YOUR ASSIGNMENT –
Every entry below has to appear again in your reply, word for word, but no picture may.

Data records:
|---|
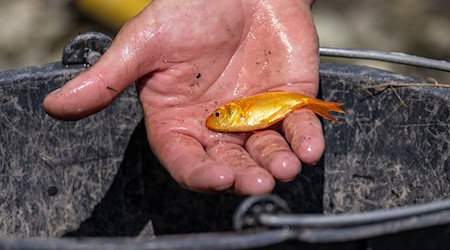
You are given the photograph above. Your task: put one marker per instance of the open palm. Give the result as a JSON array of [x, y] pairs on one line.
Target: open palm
[[190, 58]]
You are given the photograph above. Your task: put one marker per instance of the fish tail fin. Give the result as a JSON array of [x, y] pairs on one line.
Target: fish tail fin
[[323, 108]]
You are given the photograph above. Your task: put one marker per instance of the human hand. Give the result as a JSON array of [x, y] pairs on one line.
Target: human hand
[[190, 58]]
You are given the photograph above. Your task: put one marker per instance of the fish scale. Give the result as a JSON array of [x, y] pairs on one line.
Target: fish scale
[[265, 109]]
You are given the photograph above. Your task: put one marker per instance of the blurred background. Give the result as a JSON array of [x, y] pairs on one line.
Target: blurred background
[[35, 32]]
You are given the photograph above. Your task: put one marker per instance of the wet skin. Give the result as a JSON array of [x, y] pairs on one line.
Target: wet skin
[[192, 57]]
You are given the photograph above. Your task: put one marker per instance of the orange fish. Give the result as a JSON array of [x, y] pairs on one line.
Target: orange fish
[[265, 109]]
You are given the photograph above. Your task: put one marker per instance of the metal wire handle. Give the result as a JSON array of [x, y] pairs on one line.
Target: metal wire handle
[[393, 57]]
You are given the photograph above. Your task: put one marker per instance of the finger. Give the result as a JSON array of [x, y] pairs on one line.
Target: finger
[[94, 89], [270, 150], [188, 163], [250, 178], [303, 131]]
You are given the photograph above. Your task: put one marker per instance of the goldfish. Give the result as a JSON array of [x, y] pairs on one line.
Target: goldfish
[[264, 110]]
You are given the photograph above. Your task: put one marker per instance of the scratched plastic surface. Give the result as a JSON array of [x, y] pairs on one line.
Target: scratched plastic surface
[[393, 146], [98, 177], [53, 173]]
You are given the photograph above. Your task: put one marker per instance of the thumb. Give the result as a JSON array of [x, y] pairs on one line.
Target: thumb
[[95, 88]]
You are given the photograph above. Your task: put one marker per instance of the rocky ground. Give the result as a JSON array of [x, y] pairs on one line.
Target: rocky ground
[[34, 32]]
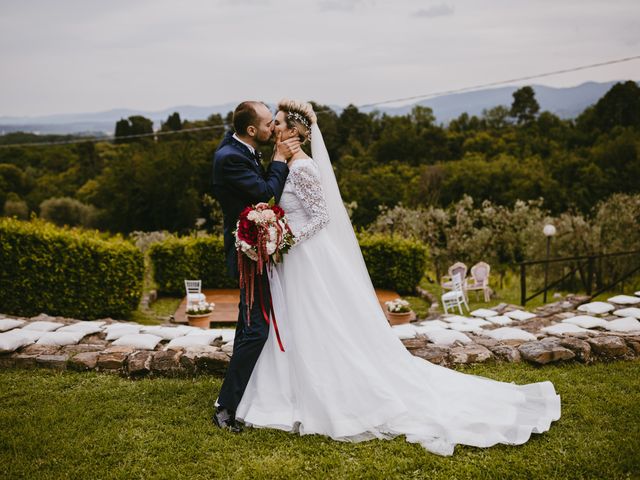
|---|
EXERCISE ANSWER –
You are given the photograph above. Your task: put one marker per instance of the open palm. Give the result as a JSON array of [x, y] pairs on one line.
Target: open palm
[[190, 58]]
You are given the photograph above. Your task: put one marker per instance of the fish tail fin. Give the result as a JSON array of [x, y] pairs on one line.
Target: fish tail fin
[[323, 108]]
You are given the photograph above. Your task: put one marker per instance of the human hand. Give the result as a JSON array of [x, y] pairs on one line.
Target: human hand
[[190, 58]]
You are given the photograph above. Your task: put one marker per instance of the fish scale. Give the result as a JSON array of [x, y] pairs on one line.
Target: fish scale
[[265, 109]]
You are given the photograph above. Your task: put one marker per instance of the blurred background. Give the result as a JSON array of [x, y] pairs on one line.
Target: blurred background
[[35, 32]]
You are given the photograph above. Your task: put one marker per instance of the wet skin. Give the result as a JSON array of [x, y] pairs on one line.
Target: wet skin
[[192, 57]]
You are given the photograph above. Your task: put one marker per instance of the orange fish. Give the result as a JSON array of [x, y] pairs on one line.
Target: orange fish
[[265, 109]]
You are given the photograph above. Your task: put one marker per instance of the metal wire handle. Give the result as a JSON array of [x, y] pairs on one line.
Target: metal wire handle
[[393, 57]]
You are given the photograph above. Your task: put one marker per instance of the finger. Give the result as a JSON array of [x, y] pairs on one line.
Target: finger
[[94, 89], [270, 150], [188, 163], [250, 178], [303, 131]]
You are given the photograph above. Your task: put one marker per instance of the goldfish. Give the result as a JSON array of [x, y] pairs on one line.
Target: goldfish
[[264, 110]]
You are given the photograph above. Your task: put one marker per instance of the scratched plastic surface. Give the result as a JSON array of [x, y] pairs on one line.
Target: scratched plastic surface
[[393, 146], [98, 177], [53, 173]]
You are given the photograph above. Your task: put one marker per instance of the thumb. Give the result as a JSON array of [x, y] pairs on one line.
Target: thumb
[[95, 88]]
You are given the photograph above. Your task: put one marker per instance of the rocky ground. Give the result as a JSON array of [x, y] pairs on one line.
Target: rocky ground
[[34, 32]]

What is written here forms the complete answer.